### What you should do:
Show each line of the items below that contains the string "person". The match is case-sensitive.

════════════════════

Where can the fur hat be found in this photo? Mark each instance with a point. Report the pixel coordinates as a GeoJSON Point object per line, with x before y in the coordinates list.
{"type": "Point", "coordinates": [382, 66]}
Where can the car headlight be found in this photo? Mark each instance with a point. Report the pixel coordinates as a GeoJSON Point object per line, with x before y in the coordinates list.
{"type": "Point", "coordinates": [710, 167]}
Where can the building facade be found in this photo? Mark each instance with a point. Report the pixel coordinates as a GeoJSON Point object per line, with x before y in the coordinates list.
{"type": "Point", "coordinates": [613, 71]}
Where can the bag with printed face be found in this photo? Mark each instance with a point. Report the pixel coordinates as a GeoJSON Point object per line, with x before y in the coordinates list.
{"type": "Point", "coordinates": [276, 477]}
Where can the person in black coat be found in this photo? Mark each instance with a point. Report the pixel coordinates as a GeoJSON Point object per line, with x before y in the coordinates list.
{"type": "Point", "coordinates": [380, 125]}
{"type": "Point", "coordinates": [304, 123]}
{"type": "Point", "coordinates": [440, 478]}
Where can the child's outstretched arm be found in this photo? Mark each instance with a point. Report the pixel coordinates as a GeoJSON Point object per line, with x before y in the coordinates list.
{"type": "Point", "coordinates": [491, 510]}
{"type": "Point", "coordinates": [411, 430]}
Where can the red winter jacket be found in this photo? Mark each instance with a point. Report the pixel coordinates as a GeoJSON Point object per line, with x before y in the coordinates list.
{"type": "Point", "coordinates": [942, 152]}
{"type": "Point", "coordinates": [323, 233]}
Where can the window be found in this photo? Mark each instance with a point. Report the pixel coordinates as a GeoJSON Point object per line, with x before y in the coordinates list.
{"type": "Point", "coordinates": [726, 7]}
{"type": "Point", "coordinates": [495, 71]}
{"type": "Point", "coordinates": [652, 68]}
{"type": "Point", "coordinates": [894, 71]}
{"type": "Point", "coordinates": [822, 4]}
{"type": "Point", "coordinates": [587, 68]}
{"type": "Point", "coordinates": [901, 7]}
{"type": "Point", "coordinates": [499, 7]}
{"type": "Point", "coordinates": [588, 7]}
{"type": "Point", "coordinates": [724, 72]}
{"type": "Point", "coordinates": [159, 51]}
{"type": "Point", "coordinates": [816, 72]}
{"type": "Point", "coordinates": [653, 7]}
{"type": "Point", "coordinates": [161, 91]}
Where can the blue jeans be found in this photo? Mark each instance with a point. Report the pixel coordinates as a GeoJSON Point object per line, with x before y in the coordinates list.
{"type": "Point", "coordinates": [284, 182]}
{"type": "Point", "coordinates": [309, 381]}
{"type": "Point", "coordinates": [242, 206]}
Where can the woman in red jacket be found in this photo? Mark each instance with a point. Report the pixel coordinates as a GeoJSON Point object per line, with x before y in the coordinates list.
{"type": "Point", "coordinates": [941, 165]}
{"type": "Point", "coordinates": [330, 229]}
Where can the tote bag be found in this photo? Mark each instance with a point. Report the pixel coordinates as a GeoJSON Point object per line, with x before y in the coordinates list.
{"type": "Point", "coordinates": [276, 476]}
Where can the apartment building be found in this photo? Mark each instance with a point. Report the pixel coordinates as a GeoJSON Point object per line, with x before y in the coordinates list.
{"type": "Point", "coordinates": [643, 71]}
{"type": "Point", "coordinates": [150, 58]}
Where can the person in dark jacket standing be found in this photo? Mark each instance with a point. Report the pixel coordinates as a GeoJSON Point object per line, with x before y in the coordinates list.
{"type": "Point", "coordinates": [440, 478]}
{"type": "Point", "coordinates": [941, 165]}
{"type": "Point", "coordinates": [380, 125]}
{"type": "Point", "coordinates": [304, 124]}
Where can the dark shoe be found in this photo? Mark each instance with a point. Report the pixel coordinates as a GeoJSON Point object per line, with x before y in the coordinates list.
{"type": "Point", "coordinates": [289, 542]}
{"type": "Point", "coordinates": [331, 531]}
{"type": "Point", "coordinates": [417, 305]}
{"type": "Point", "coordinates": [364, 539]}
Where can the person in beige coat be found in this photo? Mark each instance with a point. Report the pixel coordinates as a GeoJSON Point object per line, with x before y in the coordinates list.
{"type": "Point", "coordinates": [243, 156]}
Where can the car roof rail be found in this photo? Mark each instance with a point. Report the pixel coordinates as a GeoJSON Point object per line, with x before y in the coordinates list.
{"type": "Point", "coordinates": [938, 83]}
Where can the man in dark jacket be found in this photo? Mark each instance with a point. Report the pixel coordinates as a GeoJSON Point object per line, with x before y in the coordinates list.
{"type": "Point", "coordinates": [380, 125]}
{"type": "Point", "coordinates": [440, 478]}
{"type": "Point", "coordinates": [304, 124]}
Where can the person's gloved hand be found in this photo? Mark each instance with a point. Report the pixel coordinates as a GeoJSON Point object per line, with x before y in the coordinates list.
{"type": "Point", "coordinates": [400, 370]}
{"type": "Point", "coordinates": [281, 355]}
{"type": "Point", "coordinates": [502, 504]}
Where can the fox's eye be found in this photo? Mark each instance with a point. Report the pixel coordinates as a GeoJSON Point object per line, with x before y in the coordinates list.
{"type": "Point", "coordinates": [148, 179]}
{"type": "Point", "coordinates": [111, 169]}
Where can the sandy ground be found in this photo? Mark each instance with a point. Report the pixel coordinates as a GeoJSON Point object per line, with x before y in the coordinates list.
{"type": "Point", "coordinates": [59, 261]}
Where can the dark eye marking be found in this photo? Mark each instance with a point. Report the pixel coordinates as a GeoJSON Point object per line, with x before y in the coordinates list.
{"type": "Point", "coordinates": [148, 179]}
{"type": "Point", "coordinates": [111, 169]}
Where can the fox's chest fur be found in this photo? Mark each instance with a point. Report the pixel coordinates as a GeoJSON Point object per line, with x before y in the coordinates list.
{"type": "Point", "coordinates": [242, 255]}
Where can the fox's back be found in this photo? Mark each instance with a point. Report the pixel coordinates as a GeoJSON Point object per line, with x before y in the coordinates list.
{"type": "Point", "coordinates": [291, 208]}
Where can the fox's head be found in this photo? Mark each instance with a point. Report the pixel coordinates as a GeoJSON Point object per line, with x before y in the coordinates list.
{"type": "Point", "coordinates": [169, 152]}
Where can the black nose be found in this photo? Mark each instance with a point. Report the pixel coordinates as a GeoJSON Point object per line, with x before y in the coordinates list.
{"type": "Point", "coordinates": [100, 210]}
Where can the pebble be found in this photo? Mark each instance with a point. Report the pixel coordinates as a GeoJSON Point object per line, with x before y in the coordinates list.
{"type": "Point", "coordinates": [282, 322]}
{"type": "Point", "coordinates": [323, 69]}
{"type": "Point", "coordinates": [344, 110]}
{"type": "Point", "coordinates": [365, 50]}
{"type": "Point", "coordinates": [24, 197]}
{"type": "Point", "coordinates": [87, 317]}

════════════════════

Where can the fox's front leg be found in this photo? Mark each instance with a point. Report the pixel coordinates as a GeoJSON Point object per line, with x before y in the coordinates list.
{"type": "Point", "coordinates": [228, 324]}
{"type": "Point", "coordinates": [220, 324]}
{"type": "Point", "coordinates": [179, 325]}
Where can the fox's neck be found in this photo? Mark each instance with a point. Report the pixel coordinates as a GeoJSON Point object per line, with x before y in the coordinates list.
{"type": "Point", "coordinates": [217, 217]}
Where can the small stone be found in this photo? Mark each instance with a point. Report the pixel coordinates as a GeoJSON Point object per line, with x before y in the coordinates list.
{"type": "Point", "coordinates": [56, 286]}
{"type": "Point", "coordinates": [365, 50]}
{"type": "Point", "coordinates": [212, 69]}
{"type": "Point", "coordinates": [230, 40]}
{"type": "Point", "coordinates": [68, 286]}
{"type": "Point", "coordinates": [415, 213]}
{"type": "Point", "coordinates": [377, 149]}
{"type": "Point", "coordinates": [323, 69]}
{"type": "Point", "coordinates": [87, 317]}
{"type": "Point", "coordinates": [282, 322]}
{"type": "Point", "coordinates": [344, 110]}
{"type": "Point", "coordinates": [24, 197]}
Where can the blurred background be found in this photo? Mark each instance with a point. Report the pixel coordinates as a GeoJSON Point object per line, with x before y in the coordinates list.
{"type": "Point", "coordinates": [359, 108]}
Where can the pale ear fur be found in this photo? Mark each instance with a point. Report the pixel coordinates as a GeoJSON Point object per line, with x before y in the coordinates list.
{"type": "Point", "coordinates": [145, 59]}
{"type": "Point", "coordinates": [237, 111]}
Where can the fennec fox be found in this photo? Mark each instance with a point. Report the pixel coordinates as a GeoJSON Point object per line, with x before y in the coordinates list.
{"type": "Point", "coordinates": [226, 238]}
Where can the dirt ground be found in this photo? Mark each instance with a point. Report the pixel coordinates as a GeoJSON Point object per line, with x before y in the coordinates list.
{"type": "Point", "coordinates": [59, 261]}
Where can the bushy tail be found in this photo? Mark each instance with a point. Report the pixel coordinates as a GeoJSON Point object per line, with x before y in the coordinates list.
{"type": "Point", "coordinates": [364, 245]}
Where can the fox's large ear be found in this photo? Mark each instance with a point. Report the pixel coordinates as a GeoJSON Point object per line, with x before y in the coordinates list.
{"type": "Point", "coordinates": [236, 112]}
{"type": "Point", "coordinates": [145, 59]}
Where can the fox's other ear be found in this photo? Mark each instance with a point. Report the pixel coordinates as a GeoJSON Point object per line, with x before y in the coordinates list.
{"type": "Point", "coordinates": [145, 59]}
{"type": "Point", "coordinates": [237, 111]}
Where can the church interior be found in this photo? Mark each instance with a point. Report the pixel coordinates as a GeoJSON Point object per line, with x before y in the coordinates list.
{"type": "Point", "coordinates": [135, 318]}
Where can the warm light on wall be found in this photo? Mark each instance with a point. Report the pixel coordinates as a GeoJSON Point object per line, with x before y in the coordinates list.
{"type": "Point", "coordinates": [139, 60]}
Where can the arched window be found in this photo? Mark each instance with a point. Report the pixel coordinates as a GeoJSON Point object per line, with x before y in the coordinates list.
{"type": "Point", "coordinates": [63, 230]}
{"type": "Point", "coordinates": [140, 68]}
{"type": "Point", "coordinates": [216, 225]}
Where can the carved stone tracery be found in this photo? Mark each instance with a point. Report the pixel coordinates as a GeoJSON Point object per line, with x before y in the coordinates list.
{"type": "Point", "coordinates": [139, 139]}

════════════════════

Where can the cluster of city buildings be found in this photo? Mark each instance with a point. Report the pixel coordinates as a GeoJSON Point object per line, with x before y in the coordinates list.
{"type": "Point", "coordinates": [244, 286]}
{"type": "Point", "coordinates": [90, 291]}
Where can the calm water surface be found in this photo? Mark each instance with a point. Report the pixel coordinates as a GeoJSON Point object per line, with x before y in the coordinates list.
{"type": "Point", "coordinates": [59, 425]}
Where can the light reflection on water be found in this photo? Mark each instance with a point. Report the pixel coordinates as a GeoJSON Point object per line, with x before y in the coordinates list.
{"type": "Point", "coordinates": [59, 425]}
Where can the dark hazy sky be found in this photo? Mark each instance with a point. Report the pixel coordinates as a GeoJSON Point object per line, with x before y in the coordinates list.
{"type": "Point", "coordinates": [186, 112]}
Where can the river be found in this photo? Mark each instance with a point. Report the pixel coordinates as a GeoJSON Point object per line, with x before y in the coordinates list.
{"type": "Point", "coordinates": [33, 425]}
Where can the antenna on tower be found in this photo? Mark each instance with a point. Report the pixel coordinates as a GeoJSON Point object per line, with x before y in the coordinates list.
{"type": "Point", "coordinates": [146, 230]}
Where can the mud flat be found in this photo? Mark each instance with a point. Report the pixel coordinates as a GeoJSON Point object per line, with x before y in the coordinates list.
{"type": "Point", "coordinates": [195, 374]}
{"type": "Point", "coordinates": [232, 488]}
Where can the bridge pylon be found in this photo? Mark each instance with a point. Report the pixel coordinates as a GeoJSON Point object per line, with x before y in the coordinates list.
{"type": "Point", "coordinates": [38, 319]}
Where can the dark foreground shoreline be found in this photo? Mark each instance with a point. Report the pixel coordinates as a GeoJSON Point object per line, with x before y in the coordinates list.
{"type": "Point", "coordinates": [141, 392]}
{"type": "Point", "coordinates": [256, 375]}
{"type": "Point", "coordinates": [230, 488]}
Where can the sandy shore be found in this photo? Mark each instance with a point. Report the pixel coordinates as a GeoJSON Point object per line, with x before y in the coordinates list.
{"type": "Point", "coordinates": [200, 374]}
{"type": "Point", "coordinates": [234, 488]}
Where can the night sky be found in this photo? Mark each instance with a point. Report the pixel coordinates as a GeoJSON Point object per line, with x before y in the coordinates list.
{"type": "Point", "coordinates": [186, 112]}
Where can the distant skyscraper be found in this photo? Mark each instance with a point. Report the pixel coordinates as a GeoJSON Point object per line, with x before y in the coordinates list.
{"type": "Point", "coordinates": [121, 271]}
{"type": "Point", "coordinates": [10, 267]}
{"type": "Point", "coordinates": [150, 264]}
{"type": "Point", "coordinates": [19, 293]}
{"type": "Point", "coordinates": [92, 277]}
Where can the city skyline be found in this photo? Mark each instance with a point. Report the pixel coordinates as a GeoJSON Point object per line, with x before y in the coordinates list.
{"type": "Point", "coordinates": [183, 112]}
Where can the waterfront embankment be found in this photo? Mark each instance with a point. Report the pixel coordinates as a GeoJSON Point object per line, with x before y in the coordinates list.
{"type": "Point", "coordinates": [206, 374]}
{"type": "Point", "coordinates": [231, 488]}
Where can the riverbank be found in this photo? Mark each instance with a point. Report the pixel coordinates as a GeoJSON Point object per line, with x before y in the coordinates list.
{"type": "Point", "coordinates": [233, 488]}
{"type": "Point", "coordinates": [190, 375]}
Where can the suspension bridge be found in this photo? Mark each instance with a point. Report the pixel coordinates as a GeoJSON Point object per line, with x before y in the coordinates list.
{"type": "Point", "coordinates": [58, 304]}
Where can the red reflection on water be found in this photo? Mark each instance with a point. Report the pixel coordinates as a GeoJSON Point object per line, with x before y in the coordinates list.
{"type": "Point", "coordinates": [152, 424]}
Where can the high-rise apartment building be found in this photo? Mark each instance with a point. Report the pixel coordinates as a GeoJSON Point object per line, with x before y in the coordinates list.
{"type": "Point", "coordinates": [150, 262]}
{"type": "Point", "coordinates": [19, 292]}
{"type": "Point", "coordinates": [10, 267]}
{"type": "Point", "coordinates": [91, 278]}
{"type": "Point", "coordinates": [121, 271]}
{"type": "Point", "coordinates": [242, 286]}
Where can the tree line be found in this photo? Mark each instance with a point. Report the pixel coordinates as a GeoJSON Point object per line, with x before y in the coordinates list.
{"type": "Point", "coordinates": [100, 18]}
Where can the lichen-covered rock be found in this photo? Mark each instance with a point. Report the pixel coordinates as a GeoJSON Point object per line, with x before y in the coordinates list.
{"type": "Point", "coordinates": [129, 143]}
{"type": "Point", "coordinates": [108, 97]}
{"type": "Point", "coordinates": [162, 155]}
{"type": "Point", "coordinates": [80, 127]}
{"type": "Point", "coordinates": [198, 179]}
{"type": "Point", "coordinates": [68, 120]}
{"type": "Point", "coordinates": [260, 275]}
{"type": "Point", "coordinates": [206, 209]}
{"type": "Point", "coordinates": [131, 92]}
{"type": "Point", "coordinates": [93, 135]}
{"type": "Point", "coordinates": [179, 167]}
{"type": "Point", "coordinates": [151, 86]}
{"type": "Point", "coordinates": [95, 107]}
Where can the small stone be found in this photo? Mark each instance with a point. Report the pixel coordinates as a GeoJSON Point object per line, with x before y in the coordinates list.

════════════════════

### Output:
Where can the person in black coat be found in this photo? Mark each instance with a point. Report the pixel coordinates as a GeoJSON Point object per line, with x before y in the coordinates list.
Where can the person in dark jacket standing be found in this photo? Mark each instance with a point. Report the pixel coordinates as a GeoJSON Point object per line, with x before y in the coordinates list.
Where can the person in beige coat be found in this photo? Mark each instance with a point. Report the pixel coordinates as a GeoJSON Point object per line, with x before y in the coordinates list.
Where can the person's gloved hand be found in this photo? Mark each instance with a point. Report the pixel coordinates as a GeoJSON Point object per line, with x before y in the coordinates list.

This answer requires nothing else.